◆ **Extracted records**:
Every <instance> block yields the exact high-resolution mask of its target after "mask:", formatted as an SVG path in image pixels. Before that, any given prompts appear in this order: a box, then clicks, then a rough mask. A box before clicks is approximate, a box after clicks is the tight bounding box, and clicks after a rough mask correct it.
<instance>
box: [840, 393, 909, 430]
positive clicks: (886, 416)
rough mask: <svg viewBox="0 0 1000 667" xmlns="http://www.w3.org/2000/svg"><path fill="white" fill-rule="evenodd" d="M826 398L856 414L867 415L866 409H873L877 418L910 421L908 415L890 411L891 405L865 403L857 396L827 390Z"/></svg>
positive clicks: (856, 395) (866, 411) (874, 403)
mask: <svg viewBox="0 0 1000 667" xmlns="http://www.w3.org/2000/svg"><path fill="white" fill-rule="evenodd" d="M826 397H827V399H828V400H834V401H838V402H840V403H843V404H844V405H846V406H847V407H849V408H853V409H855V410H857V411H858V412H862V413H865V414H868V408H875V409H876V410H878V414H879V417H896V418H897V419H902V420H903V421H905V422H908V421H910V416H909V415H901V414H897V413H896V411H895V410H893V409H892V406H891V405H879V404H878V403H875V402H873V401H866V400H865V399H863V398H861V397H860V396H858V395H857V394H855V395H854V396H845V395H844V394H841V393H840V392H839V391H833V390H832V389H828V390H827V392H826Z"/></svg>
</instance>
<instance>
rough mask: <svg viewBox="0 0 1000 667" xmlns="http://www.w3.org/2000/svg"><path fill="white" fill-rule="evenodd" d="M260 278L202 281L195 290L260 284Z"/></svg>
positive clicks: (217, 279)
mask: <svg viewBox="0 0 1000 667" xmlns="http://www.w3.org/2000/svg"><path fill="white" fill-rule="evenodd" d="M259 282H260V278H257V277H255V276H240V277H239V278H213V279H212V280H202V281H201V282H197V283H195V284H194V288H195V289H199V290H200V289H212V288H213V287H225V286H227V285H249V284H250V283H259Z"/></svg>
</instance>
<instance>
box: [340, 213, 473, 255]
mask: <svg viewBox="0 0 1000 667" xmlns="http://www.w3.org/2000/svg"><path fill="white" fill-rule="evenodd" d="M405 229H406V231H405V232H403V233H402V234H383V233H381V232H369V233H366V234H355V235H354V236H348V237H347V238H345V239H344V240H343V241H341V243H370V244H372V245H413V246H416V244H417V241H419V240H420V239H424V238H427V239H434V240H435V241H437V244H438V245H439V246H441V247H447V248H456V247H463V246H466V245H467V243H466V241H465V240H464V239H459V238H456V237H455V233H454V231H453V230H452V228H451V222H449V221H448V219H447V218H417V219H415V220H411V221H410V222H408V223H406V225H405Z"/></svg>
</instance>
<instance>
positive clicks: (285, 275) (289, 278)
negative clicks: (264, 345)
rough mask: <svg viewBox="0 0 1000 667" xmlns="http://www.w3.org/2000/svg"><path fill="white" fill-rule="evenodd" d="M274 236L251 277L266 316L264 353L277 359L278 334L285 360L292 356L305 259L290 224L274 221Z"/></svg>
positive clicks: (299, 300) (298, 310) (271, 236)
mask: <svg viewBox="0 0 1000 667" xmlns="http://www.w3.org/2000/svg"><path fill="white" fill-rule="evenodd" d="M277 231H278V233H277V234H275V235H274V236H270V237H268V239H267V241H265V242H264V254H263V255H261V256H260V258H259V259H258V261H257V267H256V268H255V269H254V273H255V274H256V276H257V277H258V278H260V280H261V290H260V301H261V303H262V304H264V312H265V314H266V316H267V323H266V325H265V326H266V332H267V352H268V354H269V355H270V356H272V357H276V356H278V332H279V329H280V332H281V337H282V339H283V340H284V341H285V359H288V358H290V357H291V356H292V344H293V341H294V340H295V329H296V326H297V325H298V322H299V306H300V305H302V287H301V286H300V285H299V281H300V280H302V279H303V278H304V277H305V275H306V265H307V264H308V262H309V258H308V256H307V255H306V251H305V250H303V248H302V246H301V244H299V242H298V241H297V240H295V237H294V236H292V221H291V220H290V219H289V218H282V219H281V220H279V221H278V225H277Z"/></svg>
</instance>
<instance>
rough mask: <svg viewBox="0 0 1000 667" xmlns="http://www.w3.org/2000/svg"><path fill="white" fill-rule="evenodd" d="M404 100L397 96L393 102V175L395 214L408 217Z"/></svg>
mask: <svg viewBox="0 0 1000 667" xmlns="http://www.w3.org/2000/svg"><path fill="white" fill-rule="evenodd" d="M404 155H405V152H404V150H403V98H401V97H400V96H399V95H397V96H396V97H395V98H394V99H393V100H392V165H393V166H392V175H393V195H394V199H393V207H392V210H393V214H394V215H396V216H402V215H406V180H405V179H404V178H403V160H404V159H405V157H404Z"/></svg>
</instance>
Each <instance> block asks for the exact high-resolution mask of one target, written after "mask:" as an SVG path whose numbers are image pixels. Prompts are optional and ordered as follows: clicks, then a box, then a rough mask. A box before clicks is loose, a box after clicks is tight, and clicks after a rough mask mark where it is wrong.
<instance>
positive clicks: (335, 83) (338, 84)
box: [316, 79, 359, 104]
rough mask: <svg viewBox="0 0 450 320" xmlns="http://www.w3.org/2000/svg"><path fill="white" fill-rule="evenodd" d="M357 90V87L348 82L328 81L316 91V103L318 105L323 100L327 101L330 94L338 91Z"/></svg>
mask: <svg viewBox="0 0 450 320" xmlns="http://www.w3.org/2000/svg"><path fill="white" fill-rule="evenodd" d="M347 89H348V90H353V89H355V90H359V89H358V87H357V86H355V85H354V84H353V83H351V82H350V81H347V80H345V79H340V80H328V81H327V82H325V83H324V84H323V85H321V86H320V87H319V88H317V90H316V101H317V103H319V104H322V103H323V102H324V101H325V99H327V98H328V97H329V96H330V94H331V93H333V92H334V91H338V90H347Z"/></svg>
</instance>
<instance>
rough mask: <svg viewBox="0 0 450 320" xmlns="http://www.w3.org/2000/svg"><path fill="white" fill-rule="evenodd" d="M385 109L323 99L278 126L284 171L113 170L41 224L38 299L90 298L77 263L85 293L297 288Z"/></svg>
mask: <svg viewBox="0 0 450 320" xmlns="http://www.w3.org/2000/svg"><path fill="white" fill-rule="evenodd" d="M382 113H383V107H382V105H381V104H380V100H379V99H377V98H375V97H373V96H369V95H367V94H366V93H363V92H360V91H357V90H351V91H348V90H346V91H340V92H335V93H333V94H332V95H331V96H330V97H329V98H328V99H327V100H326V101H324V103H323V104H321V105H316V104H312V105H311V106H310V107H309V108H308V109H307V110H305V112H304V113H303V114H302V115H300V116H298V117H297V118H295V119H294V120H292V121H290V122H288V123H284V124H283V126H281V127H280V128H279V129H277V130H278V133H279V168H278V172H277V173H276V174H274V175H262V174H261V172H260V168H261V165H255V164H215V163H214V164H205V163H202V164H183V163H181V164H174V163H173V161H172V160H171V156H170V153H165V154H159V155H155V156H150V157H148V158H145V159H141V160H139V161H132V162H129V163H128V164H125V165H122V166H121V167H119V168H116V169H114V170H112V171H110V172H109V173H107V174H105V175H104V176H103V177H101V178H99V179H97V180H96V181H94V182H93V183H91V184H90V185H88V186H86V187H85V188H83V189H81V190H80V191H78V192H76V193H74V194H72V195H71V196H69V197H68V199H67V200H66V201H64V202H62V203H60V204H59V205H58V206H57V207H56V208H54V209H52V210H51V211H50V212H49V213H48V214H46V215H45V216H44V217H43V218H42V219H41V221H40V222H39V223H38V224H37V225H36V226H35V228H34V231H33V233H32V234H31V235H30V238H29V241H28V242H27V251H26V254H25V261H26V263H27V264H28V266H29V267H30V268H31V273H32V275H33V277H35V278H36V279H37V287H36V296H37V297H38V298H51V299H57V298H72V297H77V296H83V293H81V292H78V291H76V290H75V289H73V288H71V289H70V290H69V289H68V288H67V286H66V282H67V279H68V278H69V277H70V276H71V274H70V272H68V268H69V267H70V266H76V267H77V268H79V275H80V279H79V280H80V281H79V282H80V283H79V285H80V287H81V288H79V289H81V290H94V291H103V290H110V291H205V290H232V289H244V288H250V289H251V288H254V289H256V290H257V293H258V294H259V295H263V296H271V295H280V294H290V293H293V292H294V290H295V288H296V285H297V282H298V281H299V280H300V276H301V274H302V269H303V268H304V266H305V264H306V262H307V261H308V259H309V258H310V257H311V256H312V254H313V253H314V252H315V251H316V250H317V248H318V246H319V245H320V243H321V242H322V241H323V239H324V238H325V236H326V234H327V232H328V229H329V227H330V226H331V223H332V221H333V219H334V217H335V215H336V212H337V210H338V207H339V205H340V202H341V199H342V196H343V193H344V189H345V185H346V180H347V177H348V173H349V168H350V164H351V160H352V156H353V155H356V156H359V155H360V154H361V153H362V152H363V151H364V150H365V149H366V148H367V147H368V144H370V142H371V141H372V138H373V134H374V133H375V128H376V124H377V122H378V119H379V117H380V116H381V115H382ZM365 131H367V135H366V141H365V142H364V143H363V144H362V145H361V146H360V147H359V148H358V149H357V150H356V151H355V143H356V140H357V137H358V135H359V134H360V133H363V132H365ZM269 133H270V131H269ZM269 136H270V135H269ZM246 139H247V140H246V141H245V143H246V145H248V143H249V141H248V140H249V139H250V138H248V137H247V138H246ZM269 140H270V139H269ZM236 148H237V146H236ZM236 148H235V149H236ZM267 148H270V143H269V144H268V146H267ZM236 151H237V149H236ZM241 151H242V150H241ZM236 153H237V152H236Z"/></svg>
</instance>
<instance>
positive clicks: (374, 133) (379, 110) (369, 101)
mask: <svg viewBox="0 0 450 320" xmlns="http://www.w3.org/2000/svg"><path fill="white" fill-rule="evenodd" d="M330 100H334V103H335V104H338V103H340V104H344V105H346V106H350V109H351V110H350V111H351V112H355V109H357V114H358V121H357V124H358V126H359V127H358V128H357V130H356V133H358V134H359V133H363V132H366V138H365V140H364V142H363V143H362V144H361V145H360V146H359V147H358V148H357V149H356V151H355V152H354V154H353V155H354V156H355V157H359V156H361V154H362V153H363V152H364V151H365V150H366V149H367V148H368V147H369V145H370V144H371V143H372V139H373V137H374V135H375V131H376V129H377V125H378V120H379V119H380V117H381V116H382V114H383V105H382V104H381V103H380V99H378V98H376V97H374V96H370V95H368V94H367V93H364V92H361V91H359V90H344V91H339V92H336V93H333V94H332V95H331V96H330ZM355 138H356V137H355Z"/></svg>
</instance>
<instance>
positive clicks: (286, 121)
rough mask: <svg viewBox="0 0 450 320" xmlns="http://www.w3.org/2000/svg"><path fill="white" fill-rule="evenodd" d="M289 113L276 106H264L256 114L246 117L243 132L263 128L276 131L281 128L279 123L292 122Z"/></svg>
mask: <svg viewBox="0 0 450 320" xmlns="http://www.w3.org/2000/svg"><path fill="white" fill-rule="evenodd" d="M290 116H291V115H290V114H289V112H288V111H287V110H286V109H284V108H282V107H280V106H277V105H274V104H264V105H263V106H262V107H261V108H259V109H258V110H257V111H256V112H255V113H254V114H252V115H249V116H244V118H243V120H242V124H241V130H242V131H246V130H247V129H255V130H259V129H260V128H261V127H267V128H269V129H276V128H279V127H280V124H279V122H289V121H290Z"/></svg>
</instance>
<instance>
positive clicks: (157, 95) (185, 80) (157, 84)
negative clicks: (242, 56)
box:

◆ **YOUR INSTRUCTIONS**:
Your answer must consist only of the lines from the start of the records above through the line with "positive clicks: (886, 416)", each retyped exactly.

◆ **SOLVED EXERCISE**:
Every <instance> block yields the exact high-resolution mask of its target after "mask:", formatted as an SVG path in image pixels. Before that, any given prompts appear in this order: a box, then clicks, then a rough mask. A box before clicks is approximate, a box after clicks is the tight bounding box, and clicks after a rough mask correct it.
<instance>
box: [840, 393, 909, 430]
positive clicks: (886, 416)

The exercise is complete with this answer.